## Reto 1
Reescribe el pasaje de la Pasión desde las palabras "Entonces Jesús, clamando" hasta "(Mt 27, 45-54)", inclusive, y sustituye "centurión" por "capitán".

## Texto proporcionado
⁂

05 de abril, 2020; Dgo. de Ramos en la Pasión del Señor c. A.

Desde el mediodía hasta las tres de la tarde, las tinieblas cubrieron toda la región. Hacia las tres de la tarde, Jesús exclamó en alta voz: 

 

“Elí, Elí, lemá sabactaní”. Que significa: “Dios mío, Dios mío, ¿por qué me has abandonado?”. 

 

Algunos de los que se encontraban allí, al oírlo, dijeron: “Está llamando a Elías”. En seguida, uno de ellos corrió a tomar una esponja, la empapó en vinagre y, poniéndola en la punta de una caña, le dio de beber. Pero los otros le decían: “Espera, veamos si Elías viene a salvarlo”. 

 

Entonces Jesús, clamando otra vez con voz potente, entregó su espíritu. Inmediatamente, el velo del Templo se rasgó en dos, de arriba a abajo, la tierra tembló, las rocas se partieron y las tumbas se abrieron. Muchos cuerpos de santos que habían muerto resucitaron y, saliendo de las tumbas después que Jesús resucitó, entraron en la Ciudad santa y se aparecieron a mucha gente. 

 

El centurión y los hombres que custodiaban a Jesús, al ver el terremoto y todo lo que pasaba, se llenaron de miedo y dijeron: “¡Verdaderamente, éste era Hijo de Dios!”. 

(Mt 27, 45-54)

⁂

## Reto 2
Escribe sin ningún cambio las líneas de los registros que van desde la que contiene "the bird's tail." hasta el final de los registros, ambos extremos incluidos.

[Datos almacenados]

⁂

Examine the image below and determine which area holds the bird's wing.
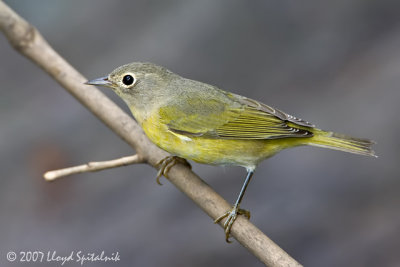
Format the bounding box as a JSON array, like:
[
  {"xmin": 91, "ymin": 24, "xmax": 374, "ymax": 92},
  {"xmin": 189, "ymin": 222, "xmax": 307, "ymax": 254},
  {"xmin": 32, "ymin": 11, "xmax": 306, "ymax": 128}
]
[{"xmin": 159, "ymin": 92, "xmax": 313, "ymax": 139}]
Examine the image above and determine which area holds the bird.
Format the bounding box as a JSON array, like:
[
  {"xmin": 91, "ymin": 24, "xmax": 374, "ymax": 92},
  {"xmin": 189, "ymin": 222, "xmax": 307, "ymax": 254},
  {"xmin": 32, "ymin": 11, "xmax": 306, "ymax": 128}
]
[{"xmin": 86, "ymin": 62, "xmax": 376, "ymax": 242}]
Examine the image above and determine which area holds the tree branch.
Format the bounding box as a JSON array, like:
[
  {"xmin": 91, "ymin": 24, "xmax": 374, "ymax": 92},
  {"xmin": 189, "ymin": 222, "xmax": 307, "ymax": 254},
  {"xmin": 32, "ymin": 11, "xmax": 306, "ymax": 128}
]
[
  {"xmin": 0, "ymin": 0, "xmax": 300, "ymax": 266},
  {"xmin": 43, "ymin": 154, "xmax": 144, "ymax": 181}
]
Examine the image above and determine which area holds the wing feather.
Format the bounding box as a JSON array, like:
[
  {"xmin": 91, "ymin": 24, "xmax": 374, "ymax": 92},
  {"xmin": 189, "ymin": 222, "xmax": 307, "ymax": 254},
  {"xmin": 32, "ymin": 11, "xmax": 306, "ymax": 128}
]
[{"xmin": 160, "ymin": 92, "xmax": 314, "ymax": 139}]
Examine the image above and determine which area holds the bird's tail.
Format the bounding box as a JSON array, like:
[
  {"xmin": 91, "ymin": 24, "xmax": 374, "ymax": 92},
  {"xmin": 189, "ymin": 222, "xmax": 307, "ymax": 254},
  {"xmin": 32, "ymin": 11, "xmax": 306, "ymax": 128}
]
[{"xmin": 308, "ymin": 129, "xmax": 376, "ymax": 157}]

⁂

## Respuesta completa 1
Entonces Jesús, clamando otra vez con voz potente, entregó su espíritu. Inmediatamente, el velo del Templo se rasgó en dos, de arriba a abajo, la tierra tembló, las rocas se partieron y las tumbas se abrieron. Muchos cuerpos de santos que habían muerto resucitaron y, saliendo de las tumbas después que Jesús resucitó, entraron en la Ciudad santa y se aparecieron a mucha gente. 

 

El capitán y los hombres que custodiaban a Jesús, al ver el terremoto y todo lo que pasaba, se llenaron de miedo y dijeron: “¡Verdaderamente, éste era Hijo de Dios!”. 

(Mt 27, 45-54)

## Respuesta completa 2
Examine the image above and determine which area holds the bird's tail.
Format the bounding box as a JSON array, like:
[
  {"xmin": 91, "ymin": 24, "xmax": 374, "ymax": 92},
  {"xmin": 189, "ymin": 222, "xmax": 307, "ymax": 254},
  {"xmin": 32, "ymin": 11, "xmax": 306, "ymax": 128}
]
[{"xmin": 308, "ymin": 129, "xmax": 376, "ymax": 157}]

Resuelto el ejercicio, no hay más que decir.